Segment Start: DATA EXTRACTS
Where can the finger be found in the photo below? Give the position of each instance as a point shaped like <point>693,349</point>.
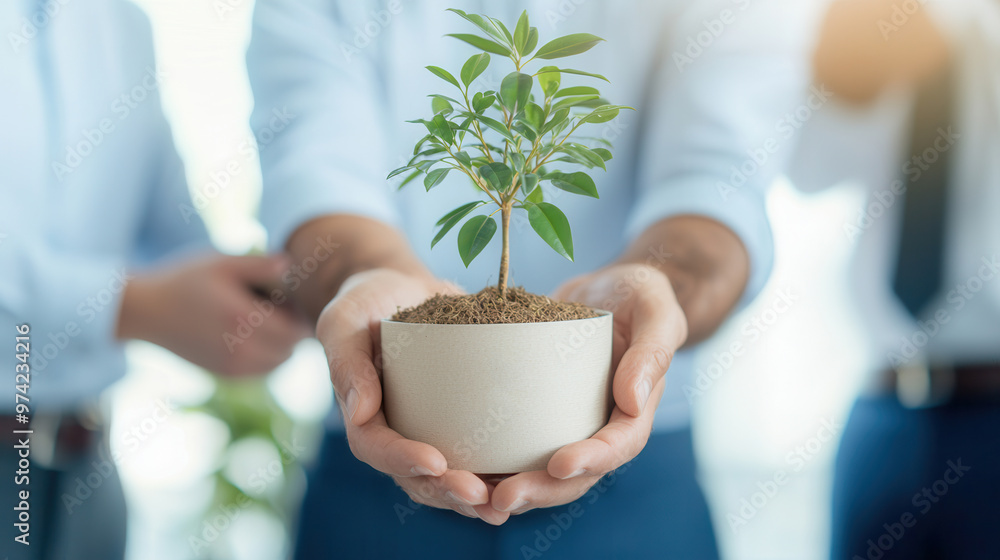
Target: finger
<point>387,451</point>
<point>349,351</point>
<point>537,489</point>
<point>258,271</point>
<point>657,329</point>
<point>611,447</point>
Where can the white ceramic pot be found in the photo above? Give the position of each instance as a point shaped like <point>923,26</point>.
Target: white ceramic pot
<point>497,399</point>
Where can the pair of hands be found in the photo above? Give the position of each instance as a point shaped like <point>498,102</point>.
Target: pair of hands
<point>649,327</point>
<point>216,311</point>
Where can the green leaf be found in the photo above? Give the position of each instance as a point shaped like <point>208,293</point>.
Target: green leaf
<point>535,197</point>
<point>474,67</point>
<point>399,171</point>
<point>548,78</point>
<point>532,41</point>
<point>552,226</point>
<point>435,177</point>
<point>482,102</point>
<point>602,114</point>
<point>479,22</point>
<point>515,90</point>
<point>567,46</point>
<point>551,69</point>
<point>465,159</point>
<point>534,116</point>
<point>576,183</point>
<point>444,75</point>
<point>583,155</point>
<point>474,236</point>
<point>529,183</point>
<point>451,219</point>
<point>441,106</point>
<point>496,126</point>
<point>574,101</point>
<point>521,32</point>
<point>442,129</point>
<point>481,43</point>
<point>556,119</point>
<point>579,90</point>
<point>497,176</point>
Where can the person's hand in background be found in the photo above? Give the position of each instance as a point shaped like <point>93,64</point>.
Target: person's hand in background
<point>213,311</point>
<point>349,330</point>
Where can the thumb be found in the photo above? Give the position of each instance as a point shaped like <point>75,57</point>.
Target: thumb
<point>258,271</point>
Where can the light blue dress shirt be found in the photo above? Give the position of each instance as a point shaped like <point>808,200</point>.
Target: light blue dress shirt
<point>352,72</point>
<point>90,187</point>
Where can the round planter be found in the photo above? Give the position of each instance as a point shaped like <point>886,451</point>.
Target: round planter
<point>497,399</point>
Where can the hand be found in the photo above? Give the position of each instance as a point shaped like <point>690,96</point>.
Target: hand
<point>209,311</point>
<point>349,328</point>
<point>649,327</point>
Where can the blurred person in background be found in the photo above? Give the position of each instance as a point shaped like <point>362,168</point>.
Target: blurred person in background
<point>96,250</point>
<point>662,215</point>
<point>918,125</point>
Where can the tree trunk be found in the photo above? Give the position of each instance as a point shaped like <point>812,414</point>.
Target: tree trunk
<point>505,255</point>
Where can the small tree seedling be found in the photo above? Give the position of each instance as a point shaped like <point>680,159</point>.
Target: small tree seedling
<point>506,141</point>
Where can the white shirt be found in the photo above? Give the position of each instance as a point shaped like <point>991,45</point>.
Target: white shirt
<point>353,72</point>
<point>868,146</point>
<point>90,185</point>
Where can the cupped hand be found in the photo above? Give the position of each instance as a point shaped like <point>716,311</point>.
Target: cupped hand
<point>215,311</point>
<point>649,327</point>
<point>349,329</point>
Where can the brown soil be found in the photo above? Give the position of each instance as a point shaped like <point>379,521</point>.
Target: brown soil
<point>487,307</point>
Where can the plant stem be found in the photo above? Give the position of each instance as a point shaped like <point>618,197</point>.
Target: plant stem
<point>505,212</point>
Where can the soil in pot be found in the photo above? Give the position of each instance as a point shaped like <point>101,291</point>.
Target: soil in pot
<point>489,307</point>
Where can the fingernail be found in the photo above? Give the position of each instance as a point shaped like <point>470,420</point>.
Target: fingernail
<point>644,390</point>
<point>420,470</point>
<point>453,498</point>
<point>352,403</point>
<point>468,511</point>
<point>575,474</point>
<point>518,504</point>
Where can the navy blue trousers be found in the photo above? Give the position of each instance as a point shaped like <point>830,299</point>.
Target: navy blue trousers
<point>918,484</point>
<point>650,508</point>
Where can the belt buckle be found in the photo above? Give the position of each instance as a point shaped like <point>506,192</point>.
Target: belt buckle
<point>919,386</point>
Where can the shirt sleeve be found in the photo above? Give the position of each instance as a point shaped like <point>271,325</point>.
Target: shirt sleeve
<point>319,130</point>
<point>720,128</point>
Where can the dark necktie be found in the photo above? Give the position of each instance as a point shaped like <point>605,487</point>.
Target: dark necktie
<point>919,265</point>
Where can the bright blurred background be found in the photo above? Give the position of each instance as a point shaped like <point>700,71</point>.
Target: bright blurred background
<point>219,474</point>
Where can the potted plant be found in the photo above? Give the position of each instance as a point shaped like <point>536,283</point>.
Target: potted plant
<point>500,380</point>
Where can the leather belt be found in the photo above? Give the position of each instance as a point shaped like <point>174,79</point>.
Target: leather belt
<point>921,386</point>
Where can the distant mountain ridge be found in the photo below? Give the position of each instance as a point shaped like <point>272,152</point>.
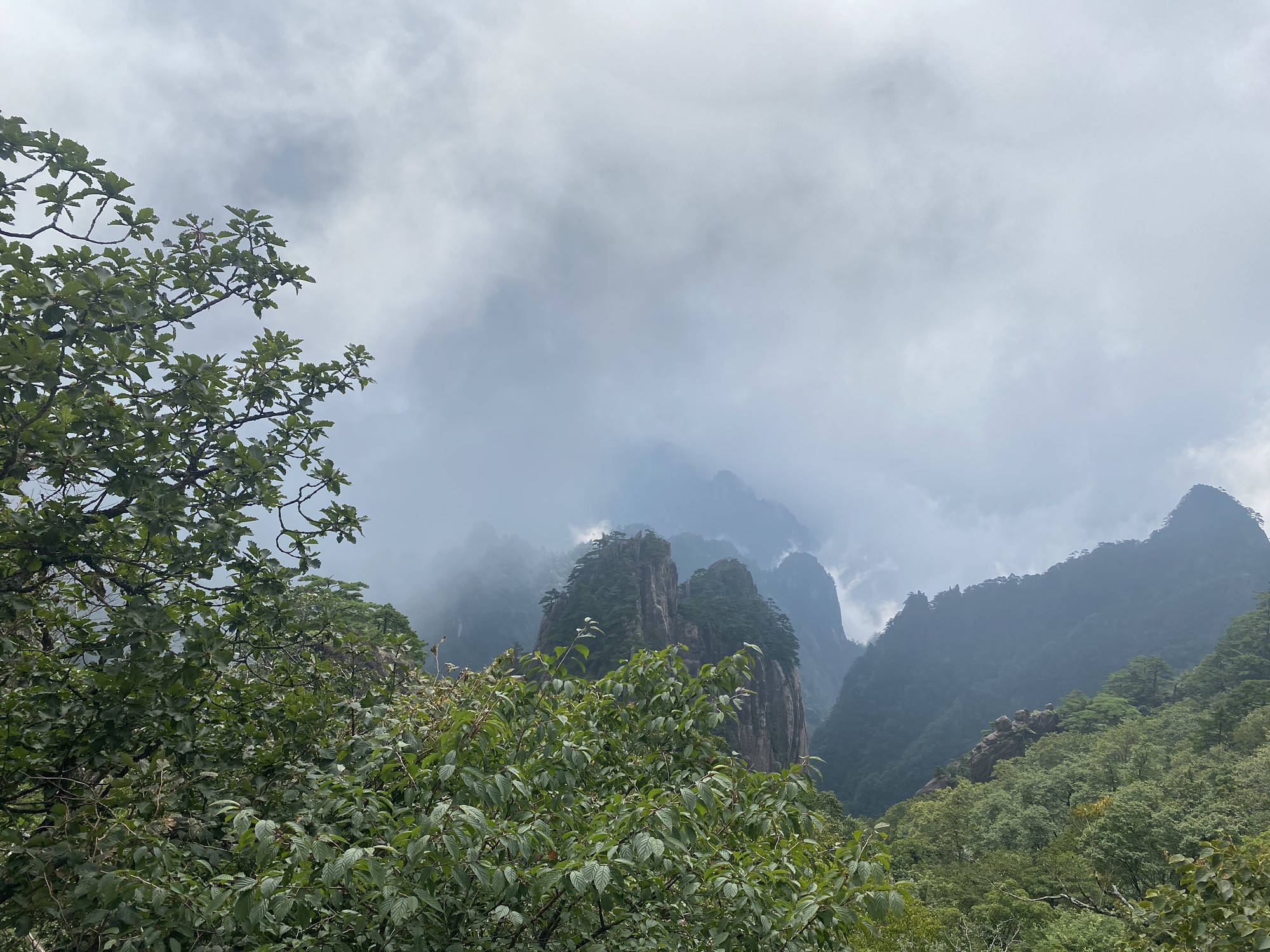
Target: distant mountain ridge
<point>629,586</point>
<point>944,667</point>
<point>486,595</point>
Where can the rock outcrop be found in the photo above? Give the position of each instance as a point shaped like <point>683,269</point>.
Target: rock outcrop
<point>631,587</point>
<point>1010,738</point>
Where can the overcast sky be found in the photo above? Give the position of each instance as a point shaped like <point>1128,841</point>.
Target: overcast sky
<point>967,286</point>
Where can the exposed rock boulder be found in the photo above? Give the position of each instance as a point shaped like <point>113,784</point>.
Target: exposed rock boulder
<point>1010,738</point>
<point>631,587</point>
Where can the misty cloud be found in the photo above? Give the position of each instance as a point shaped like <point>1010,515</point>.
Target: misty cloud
<point>965,286</point>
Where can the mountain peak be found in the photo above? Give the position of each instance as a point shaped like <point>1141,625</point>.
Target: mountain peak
<point>1207,511</point>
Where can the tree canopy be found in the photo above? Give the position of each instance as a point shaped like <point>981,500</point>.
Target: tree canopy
<point>204,746</point>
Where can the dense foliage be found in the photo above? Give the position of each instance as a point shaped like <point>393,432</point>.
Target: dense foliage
<point>204,748</point>
<point>943,668</point>
<point>1086,838</point>
<point>605,586</point>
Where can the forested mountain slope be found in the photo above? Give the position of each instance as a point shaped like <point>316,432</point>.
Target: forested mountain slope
<point>486,596</point>
<point>1151,766</point>
<point>947,667</point>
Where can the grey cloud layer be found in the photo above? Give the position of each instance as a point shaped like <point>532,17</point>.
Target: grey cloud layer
<point>968,286</point>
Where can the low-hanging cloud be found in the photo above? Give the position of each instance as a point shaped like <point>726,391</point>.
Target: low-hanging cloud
<point>967,286</point>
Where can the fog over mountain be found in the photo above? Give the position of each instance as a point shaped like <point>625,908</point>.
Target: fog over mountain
<point>963,288</point>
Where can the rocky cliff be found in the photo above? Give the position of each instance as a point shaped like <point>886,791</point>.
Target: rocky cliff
<point>1009,738</point>
<point>631,587</point>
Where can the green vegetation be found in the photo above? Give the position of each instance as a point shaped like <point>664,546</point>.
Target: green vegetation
<point>944,667</point>
<point>1086,838</point>
<point>204,747</point>
<point>722,601</point>
<point>605,585</point>
<point>486,598</point>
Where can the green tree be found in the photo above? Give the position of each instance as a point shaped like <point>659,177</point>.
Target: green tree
<point>1145,682</point>
<point>1221,902</point>
<point>201,748</point>
<point>142,624</point>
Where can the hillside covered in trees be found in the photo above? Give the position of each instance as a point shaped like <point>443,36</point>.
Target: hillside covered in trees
<point>946,667</point>
<point>1056,851</point>
<point>206,746</point>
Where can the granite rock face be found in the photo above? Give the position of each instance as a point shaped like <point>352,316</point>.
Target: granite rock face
<point>1010,738</point>
<point>631,587</point>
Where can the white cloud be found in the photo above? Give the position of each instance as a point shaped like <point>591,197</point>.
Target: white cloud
<point>968,286</point>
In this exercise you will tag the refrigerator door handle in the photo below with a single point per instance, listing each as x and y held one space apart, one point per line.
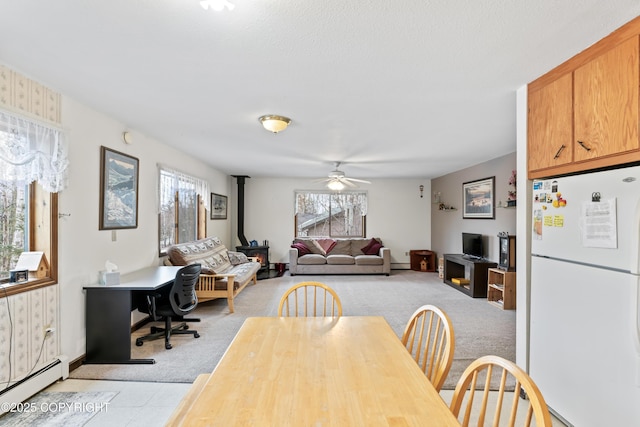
Segment End: DATA EXTRACTS
Give back the whole listing exactly as it stands. No pictures belong in the copy.

Where can the finger be found in the photo below? Give the position of each instance as a point shaped like <point>693,349</point>.
Target: finger
<point>387,451</point>
<point>349,351</point>
<point>537,489</point>
<point>258,271</point>
<point>657,329</point>
<point>611,447</point>
Where can the white ceramic pot be found in the photo above? Give the position of each instance as a point shaped like <point>923,26</point>.
Target: white ceramic pot
<point>497,399</point>
Where can the pair of hands be found in the photo above? Give the position of each instance as a point shaped like <point>498,102</point>.
Target: pair of hands
<point>649,327</point>
<point>216,311</point>
Where can the green leaf be found in the photo above? Give the position of each instance as a point shaped like <point>208,293</point>.
Target: green leaf
<point>535,197</point>
<point>474,67</point>
<point>399,171</point>
<point>548,78</point>
<point>532,41</point>
<point>552,226</point>
<point>435,177</point>
<point>482,102</point>
<point>602,114</point>
<point>479,22</point>
<point>515,90</point>
<point>567,46</point>
<point>551,69</point>
<point>465,159</point>
<point>534,116</point>
<point>576,183</point>
<point>444,75</point>
<point>583,155</point>
<point>474,236</point>
<point>529,183</point>
<point>451,219</point>
<point>441,106</point>
<point>496,126</point>
<point>574,101</point>
<point>521,32</point>
<point>442,129</point>
<point>481,43</point>
<point>556,119</point>
<point>579,90</point>
<point>497,176</point>
Where can the person's hand in background be found in the photo above? Give the position of each instance as a point shaped like <point>93,64</point>.
Target: person's hand in background
<point>213,311</point>
<point>349,330</point>
Where can the thumb be found in the photo above? Give the position of each instance as a point shaped like <point>75,57</point>.
Target: thumb
<point>258,271</point>
Where can the light blue dress shirt be found in the photo above? Give the position of each instance as a point shaped like <point>808,200</point>.
Target: light blue dress shirt
<point>352,72</point>
<point>90,187</point>
Where can the round planter be found in the photo above? Give the position of each instance as a point shaped like <point>886,451</point>.
Target: round planter
<point>497,399</point>
Where can the hand be found in the photo above? Give the position of each instance as a point shaped like <point>690,96</point>.
Target: hand
<point>209,311</point>
<point>349,328</point>
<point>649,327</point>
Where can the blurred person in background be found in the photo above? Give the position of each instance as a point shaped like <point>362,168</point>.
Target: blurred person in background
<point>96,250</point>
<point>662,215</point>
<point>918,125</point>
Where can the tree trunk be found in the photo above? Give the position of each instance as a point shaped like <point>812,414</point>.
Target: tree trunk
<point>505,255</point>
Where can the small tree seedling be found in the photo above? Give the position of each instance as a point shaped like <point>680,159</point>.
Target: small tree seedling
<point>506,141</point>
Where can the white shirt be found in the photo above? Give the position of each instance as a point shaped like <point>991,45</point>.
Target: white shirt
<point>353,72</point>
<point>868,146</point>
<point>90,185</point>
Where can the cupped hand be found in the photo above? Give the position of each instance as a point shaped like <point>716,311</point>.
Target: cupped hand
<point>215,311</point>
<point>649,327</point>
<point>349,329</point>
Where can the brown soil be found in the photo above? Give the position of each instance as a point shaped like <point>379,521</point>.
Target: brown soil
<point>487,307</point>
Where can the plant stem be found in the photo above? Give the position of each instance as a point shaped like <point>618,197</point>.
Target: plant stem
<point>505,212</point>
Where can the soil in pot be found in the photo above? Give the position of each instance as a point shaped like <point>101,291</point>.
Target: soil in pot
<point>489,307</point>
Where can the fingernail be found in the photo above? Give the position of each instance as a point shaped like <point>470,420</point>.
Target: fingernail
<point>644,390</point>
<point>420,470</point>
<point>453,498</point>
<point>352,403</point>
<point>468,511</point>
<point>575,474</point>
<point>518,504</point>
Where can the navy blue trousers be found in the photo above? Give the position of each instance as a point shaped like <point>830,299</point>.
Target: navy blue trousers
<point>918,484</point>
<point>650,508</point>
Where can the belt buckle be found in the photo above? Give the position of each instance as a point shaped like <point>506,192</point>.
Target: belt buckle
<point>919,386</point>
Where can the shirt sleeve be found in the photo above? Give the position of each instance as a point shaped like <point>271,325</point>.
Target: shirt sleeve
<point>319,130</point>
<point>720,128</point>
Where can the dark necktie be found in the photo above? Give the position of each instance as a point shaped like <point>605,487</point>.
Target: dark necktie
<point>919,265</point>
Where can the bright blurred background be found in the photo above? Give the position of each instance as a point shaped like <point>700,71</point>.
Target: bright blurred background
<point>219,474</point>
Where can the potted plant be found in the photo above? Give the position of each instance as a point shaped like <point>536,283</point>.
Target: potted plant
<point>500,380</point>
Where can the leather belt be found in the photo above? Give the position of each instance as a point shaped like <point>174,79</point>.
Target: leather belt
<point>921,386</point>
Where can the distant mountain ridge be found in the photo below? Give the position of each instance as a point shaped like <point>272,152</point>.
Target: distant mountain ridge
<point>629,586</point>
<point>944,667</point>
<point>486,595</point>
Where can the rock outcrop be found in the photo above? Give the position of each instance as a point shaped like <point>683,269</point>.
Target: rock outcrop
<point>631,587</point>
<point>1010,738</point>
Where can the overcast sky be found in the photo above? Give the position of each instance as a point shaped like <point>1128,841</point>.
Target: overcast sky
<point>967,286</point>
Where can the exposed rock boulder be found in the photo above? Give the position of each instance as a point shaped like <point>113,784</point>.
Target: exposed rock boulder
<point>1010,738</point>
<point>631,587</point>
Where can the misty cloud be found in the photo above? Give the position of each instance as a point shaped like <point>1010,515</point>.
Target: misty cloud
<point>965,286</point>
Where can the mountain peak be found in the photo above? Give the position of each instance as a point shaped like <point>1141,625</point>.
Target: mountain peak
<point>1207,511</point>
Where can the tree canopy be found in the photo above? Give the position of each instance as a point shaped like <point>981,500</point>.
Target: tree canopy
<point>204,746</point>
Where can the dense foliage be found in the photo above? Give the position of each instance as a point shaped like <point>393,432</point>.
Target: dense foliage
<point>204,748</point>
<point>943,668</point>
<point>1086,838</point>
<point>605,586</point>
Where can the forested mountain slope be found in the photo above? Give the position of each instance as a point shaped like <point>316,432</point>.
Target: forested mountain slope
<point>486,596</point>
<point>1151,766</point>
<point>947,667</point>
Where can the grey cloud layer be found in the photo above? Give the position of each instance as a point shaped like <point>532,17</point>.
Target: grey cloud layer
<point>968,286</point>
Where can the low-hanging cloud be found in the photo above? Give the position of each instance as a point shaped like <point>726,391</point>.
Target: low-hanging cloud
<point>967,286</point>
Where can the fog over mountain be found in the photo above? Give the position of each instance as a point shaped like <point>625,908</point>.
Target: fog over mountain
<point>963,288</point>
Where can the rocky cliff be found in the photo above? Give the position of each instance as a point shaped like <point>886,791</point>.
Target: rocky cliff
<point>1009,738</point>
<point>631,587</point>
Where can the green vegetation be found in the photo above? Give the position of each instance as a point shaped like <point>664,546</point>.
Target: green vegetation
<point>944,667</point>
<point>1086,838</point>
<point>204,747</point>
<point>722,601</point>
<point>605,585</point>
<point>486,598</point>
Where can the green tree be found in the photo above? Give the position of each instance as a point shaped like <point>659,177</point>.
Target: green tree
<point>1145,682</point>
<point>1221,902</point>
<point>201,748</point>
<point>142,624</point>
Where can the hillside covered in trees be found in the photo above? Give the position of each instance as a point shaped like <point>443,36</point>.
Target: hillside covered in trees
<point>946,667</point>
<point>1056,851</point>
<point>206,746</point>
Where can the granite rock face be found in the photo above? Give the position of each instance as a point shaped like <point>352,316</point>.
Target: granite rock face
<point>1010,738</point>
<point>631,587</point>
Where can the white cloud be found in the photo above? Give the position of each instance as a point shaped like <point>591,197</point>.
Target: white cloud
<point>968,286</point>
In this exercise you will tag the refrigerator door handle in the photo below with a single point per instance, listing each as x and y held one space apart, one point per line.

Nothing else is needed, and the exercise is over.